*Material for this exercise*:
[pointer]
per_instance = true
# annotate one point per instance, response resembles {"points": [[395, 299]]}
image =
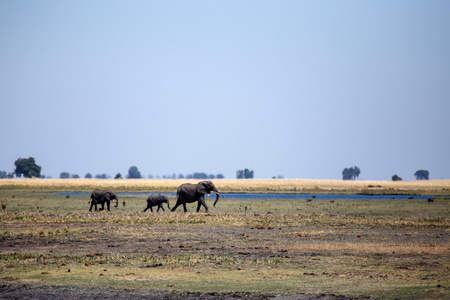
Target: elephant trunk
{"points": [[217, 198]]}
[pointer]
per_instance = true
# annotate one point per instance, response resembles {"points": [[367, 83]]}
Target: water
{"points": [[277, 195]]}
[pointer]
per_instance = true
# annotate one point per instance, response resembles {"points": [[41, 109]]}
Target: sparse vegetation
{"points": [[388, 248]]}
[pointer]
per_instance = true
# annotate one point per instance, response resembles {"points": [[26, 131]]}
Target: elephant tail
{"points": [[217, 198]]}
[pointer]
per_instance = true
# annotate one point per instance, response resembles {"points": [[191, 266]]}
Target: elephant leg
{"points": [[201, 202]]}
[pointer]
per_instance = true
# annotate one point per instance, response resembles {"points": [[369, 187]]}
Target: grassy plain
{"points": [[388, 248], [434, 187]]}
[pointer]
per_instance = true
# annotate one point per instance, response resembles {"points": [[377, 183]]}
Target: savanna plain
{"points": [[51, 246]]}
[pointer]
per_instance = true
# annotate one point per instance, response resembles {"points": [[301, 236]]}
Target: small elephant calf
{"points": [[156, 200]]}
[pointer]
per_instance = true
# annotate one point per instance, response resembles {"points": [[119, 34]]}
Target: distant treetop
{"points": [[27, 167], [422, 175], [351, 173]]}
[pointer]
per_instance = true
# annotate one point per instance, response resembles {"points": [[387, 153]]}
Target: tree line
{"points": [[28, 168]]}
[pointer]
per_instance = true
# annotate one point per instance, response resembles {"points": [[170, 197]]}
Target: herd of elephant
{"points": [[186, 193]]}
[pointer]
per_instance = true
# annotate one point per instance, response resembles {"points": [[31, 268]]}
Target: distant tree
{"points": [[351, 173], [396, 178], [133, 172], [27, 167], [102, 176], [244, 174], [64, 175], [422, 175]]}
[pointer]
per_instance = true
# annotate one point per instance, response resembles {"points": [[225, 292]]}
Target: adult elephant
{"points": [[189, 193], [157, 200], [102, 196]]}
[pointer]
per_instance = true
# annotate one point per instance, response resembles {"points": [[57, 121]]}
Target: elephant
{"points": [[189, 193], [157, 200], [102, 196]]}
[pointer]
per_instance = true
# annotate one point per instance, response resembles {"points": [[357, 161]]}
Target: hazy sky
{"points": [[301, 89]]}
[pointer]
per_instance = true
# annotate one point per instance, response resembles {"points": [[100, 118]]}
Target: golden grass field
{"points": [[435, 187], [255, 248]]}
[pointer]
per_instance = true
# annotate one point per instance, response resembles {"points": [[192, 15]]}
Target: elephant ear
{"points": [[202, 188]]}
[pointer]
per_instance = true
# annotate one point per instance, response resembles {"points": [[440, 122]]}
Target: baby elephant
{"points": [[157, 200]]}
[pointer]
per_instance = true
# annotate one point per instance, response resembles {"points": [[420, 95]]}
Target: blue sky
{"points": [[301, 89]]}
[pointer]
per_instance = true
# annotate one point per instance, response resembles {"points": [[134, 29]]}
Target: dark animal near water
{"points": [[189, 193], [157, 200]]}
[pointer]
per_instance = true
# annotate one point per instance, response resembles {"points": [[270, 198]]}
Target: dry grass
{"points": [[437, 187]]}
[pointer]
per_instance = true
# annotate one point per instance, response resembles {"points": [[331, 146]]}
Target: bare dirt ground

*Required work*: Exactly reproduce the line containing "Target: baby elephant" and all lines after it in the material, stopping only at the end.

*Response*:
Target: baby elephant
{"points": [[157, 200]]}
[pointer]
per_instance = true
# annotate one point per instance, response resembles {"points": [[420, 95]]}
Target: blue sky
{"points": [[301, 89]]}
[pointer]
per_instance = true
# annotate one point per instance, response resembles {"points": [[134, 29]]}
Target: dark animal near water
{"points": [[189, 193], [157, 200]]}
[pointer]
per_instance = true
# annotate one point per instance, response resembles {"points": [[270, 198]]}
Target: dry grass
{"points": [[437, 187]]}
[pointer]
per_instance = true
# annotate one point per instance, response resembles {"points": [[331, 146]]}
Target: bare dirt ground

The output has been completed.